=== What the exercise asks ===
Copy each of the following lines word for word, with no changes.

=== Source material ===

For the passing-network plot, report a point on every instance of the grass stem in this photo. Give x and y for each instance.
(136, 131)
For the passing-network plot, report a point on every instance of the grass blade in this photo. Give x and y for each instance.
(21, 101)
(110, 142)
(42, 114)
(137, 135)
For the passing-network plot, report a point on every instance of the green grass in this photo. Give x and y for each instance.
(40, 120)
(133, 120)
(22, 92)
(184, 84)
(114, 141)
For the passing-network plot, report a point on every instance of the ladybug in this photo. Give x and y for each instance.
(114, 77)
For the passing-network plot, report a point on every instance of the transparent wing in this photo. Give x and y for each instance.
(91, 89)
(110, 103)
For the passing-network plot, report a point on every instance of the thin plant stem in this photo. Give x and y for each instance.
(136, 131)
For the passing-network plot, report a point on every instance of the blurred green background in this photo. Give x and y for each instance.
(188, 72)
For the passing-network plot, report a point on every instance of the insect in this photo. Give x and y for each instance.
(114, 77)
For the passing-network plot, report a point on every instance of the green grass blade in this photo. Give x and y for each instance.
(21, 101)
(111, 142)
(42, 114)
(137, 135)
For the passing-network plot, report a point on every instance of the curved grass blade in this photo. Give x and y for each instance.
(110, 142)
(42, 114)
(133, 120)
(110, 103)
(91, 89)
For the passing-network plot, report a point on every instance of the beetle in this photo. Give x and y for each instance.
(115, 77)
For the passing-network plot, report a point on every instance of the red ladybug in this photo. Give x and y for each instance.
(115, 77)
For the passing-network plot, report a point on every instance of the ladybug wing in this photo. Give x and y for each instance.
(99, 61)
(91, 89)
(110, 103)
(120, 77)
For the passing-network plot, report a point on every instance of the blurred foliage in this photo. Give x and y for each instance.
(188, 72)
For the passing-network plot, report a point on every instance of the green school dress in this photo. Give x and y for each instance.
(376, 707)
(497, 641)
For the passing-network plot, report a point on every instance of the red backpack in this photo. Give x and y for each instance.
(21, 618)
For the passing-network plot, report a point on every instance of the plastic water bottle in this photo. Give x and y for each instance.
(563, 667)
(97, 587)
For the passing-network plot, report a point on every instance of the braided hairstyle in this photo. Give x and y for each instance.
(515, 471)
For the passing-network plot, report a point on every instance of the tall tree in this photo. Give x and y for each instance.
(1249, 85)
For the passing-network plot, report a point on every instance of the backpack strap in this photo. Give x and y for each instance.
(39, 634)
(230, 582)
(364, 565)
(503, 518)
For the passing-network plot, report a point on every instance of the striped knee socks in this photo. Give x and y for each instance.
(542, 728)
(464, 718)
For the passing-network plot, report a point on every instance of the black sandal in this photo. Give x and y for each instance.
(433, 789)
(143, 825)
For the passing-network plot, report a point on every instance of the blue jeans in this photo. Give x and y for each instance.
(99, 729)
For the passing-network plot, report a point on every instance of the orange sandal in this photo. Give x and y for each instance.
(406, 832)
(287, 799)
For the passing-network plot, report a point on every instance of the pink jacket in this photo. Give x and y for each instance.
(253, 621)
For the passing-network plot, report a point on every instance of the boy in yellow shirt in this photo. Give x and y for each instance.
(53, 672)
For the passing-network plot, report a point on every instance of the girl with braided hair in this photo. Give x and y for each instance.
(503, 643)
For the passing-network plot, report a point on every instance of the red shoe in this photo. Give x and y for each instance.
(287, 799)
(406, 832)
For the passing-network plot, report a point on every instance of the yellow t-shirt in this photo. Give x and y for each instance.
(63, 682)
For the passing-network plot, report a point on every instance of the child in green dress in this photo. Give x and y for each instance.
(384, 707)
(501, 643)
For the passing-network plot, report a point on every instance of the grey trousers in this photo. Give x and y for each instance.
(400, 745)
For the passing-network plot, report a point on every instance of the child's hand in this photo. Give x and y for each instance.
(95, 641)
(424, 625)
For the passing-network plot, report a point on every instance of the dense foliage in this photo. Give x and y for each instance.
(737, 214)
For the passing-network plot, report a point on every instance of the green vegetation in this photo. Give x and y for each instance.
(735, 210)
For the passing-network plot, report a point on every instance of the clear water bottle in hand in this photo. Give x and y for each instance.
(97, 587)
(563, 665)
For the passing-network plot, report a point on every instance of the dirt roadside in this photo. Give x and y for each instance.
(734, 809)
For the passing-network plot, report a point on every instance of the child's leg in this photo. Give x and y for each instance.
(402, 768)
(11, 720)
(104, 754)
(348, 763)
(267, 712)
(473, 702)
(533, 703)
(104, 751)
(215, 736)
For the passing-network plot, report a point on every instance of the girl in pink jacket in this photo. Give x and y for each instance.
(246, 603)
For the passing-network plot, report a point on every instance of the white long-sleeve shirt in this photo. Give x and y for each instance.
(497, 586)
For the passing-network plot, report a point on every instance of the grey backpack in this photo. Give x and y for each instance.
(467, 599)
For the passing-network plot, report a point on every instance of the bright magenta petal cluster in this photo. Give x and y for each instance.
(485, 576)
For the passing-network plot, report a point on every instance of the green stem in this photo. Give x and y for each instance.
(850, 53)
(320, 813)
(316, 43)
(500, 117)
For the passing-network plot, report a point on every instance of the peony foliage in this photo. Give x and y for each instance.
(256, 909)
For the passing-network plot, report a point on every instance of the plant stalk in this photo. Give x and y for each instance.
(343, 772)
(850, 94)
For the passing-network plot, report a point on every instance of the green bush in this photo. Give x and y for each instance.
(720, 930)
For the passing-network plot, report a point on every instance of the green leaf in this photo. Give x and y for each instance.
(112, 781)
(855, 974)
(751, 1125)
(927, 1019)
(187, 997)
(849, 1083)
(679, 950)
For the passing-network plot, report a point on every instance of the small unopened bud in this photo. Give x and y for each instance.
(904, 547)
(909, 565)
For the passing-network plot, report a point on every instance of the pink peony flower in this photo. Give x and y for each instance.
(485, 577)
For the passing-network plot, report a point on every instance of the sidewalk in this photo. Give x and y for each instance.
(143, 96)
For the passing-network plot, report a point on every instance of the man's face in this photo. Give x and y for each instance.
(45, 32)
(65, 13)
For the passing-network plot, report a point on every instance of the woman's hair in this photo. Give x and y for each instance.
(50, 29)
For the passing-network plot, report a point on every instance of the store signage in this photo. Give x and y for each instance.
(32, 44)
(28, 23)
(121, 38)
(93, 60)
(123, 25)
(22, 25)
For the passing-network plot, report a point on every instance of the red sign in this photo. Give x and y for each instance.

=== Full solution ===
For the passing-network plot, report a point on every instance of the grass stem in this photo. Give x and y for each instance.
(136, 131)
For the passing-network plot, report a point on every instance of the grass blade in this photo. Give x and y for each instance.
(21, 101)
(110, 142)
(42, 114)
(137, 135)
For the passing-network plot, report a point on every instance of the green grass in this photo. Give x and y for each instance.
(40, 120)
(133, 120)
(22, 92)
(184, 84)
(114, 141)
For the passing-network plot, report a point on every instance of the ladybug in this photo. Give x and y for each instance.
(114, 77)
For the passing-network plot, report a point on every instance of the transparent wing in this photo. Give x and y for each instance.
(91, 89)
(110, 103)
For the passing-network plot, report a point on every instance of the thin plant stem in this photo. Give x and y for each instance.
(136, 131)
For the passing-network plot, report a point on every instance of the blurred green background in this photo. Give x and y for each instance.
(188, 72)
For the passing-network plot, report a point on every instance of the insect in this photo. Give x and y for each instance.
(114, 77)
For the passing-network plot, report a point on every instance of the green grass blade in this photo. Give x and y for each instance.
(21, 101)
(111, 142)
(42, 114)
(137, 135)
For the passing-network plot, report a point on every instance of the curved grass blade in this photo. Give x and y for each instance.
(110, 142)
(42, 114)
(133, 120)
(110, 103)
(91, 89)
For the passing-network plot, report a point on every instance of the beetle in this photo. Give x and y for each instance.
(115, 77)
For the passing-network plot, report a point on every instance of the red ladybug in this photo. Give x and y for each instance.
(115, 77)
For the passing-network plot, report a point on every instance of the ladybug wing in this photo. Give x and y for each instance.
(99, 61)
(91, 89)
(110, 103)
(120, 77)
For the passing-network plot, report a point on every instance of the blurred foliage in this photo. Give x and y for each instance.
(188, 72)
For the passing-network plot, report a point on every instance of the green school dress in this photo. Give x and y for each instance.
(376, 707)
(497, 641)
For the passing-network plot, report a point on every instance of the red backpack in this photo. Give x and y for each instance.
(21, 618)
For the passing-network plot, report a point on every instance of the plastic water bottle in this photo. Give x and y for each instance.
(563, 667)
(97, 587)
For the passing-network plot, report a point on every instance of the braided hairstyle in this photo. Give x and y for each instance.
(515, 471)
For the passing-network plot, report a point on every instance of the tall tree in this photo. Give x and y for each instance.
(1249, 85)
For the passing-network plot, report a point on every instance of the backpack strap in this photo. Give x and y for each instance.
(39, 634)
(230, 582)
(364, 565)
(503, 518)
For the passing-network plot, report a point on every instance of the striped knee socks in this photo. Give x and y for each instance.
(542, 728)
(464, 718)
For the passing-network plot, report a point on every instance of the black sandal in this photo. Give x and y for each instance.
(433, 789)
(143, 825)
For the passing-network plot, report a point on every instance of the blue jeans in this photo. Give x and y for each instance.
(99, 729)
For the passing-network plot, report a point on every instance of the orange sandal in this photo. Give x and y for each instance.
(406, 832)
(287, 799)
For the passing-network plot, report a point on every instance of the pink jacket in this photo. Give x and y for each instance.
(253, 621)
For the passing-network plot, report a point on every instance of the boy in yellow shirt in this photo. Give x and y for each instance.
(53, 672)
For the passing-network plot, report a point on every instance of the girl with braided hair in this photo. Give x and y for each instance.
(503, 643)
For the passing-network plot, report a point on every instance of the red shoe in this photo. Give x and y for each instance.
(287, 799)
(406, 832)
For the passing-network plot, report a point on every instance of the yellow t-shirt in this photo. Give x and y for each instance.
(63, 682)
For the passing-network plot, report a point on every instance of the child in green dress in this photo. Give x and y for each instance.
(384, 707)
(501, 643)
For the passing-network plot, report a point on every instance of the grey trousers in this photo. Give x and y for each instance.
(400, 745)
For the passing-network plot, report a point on every instance of the child's hand in this photo. Give x and y for each instance.
(95, 641)
(424, 625)
For the passing-network plot, report a point on every instance of the dense foliage in this photo. Give x and y for each instance.
(737, 214)
For the passing-network plot, report a point on every instance of the green vegetation in this photo. Give x and y for each instance.
(735, 210)
For the passing-network plot, report a point on every instance of the clear water bottle in hand in this photo. Give x and y for each instance.
(97, 587)
(563, 665)
For the passing-network plot, report a point on every instance of the dirt roadside in this photo. Give x and y for each instance.
(734, 809)
For the passing-network plot, report a point on every instance of the child's leg in this photo. Give x and y for each instance.
(402, 768)
(11, 720)
(104, 754)
(348, 763)
(267, 712)
(473, 702)
(533, 703)
(104, 751)
(215, 736)
For the passing-network plot, report a point on every instance of the girl in pink jacket in this photo. Give x and y for each instance.
(246, 603)
For the passing-network plot, report a point on every instance of the white long-sleeve shirt in this photo. Give x and y for each instance.
(497, 586)
For the passing-network plot, report a point on every instance of the grey backpack in this photo. Give x and y for each instance.
(467, 599)
For the passing-network plot, report a point on every instance of the bright magenta petal cluster in this photo. Give x and y for each instance.
(485, 576)
For the passing-network plot, report a point on every instance of the green stem in this photo. Give x and y for each instance.
(850, 53)
(320, 813)
(316, 43)
(500, 117)
For the passing-network plot, report a point on every instance of the peony foliage in this photo. Give x and y for each instance.
(256, 909)
For the passing-network plot, report a point on every instance of the plant stalk in this photo. Give x and y for each instance.
(343, 772)
(850, 94)
For the passing-network plot, report a point on every instance of the green bush in this photo. Give x and y for each instance.
(720, 930)
For the passing-network plot, report a point on every instance of the green leaf in this photo. Give x and y for each instance.
(112, 781)
(855, 974)
(751, 1125)
(927, 1019)
(187, 997)
(849, 1083)
(679, 950)
For the passing-network plot, report a point on every instance of the small unopened bud in this photo. Give x and y for each instance.
(904, 547)
(909, 565)
For the passing-network plot, report a point on every instance of the pink peony flower in this photo. Give x and y for each instance.
(485, 577)
For the passing-network plot, report a point on every instance of the sidewalk in this photo. Give x and y for each instance.
(143, 96)
For the passing-network plot, report a point on every instance of the man's face in this photo. Give x and y for each instance.
(45, 32)
(65, 13)
For the passing-network plot, report a point on every instance of the woman's hair in this photo. Give x and y for each instance.
(50, 29)
For the passing-network plot, report a point on every instance of the store signage in this photo. Give x and y for each instance.
(32, 44)
(28, 23)
(121, 38)
(93, 60)
(123, 25)
(22, 25)
For the passing-network plot, report a point on every instance of the red sign in this photo. Give x and y for each instance.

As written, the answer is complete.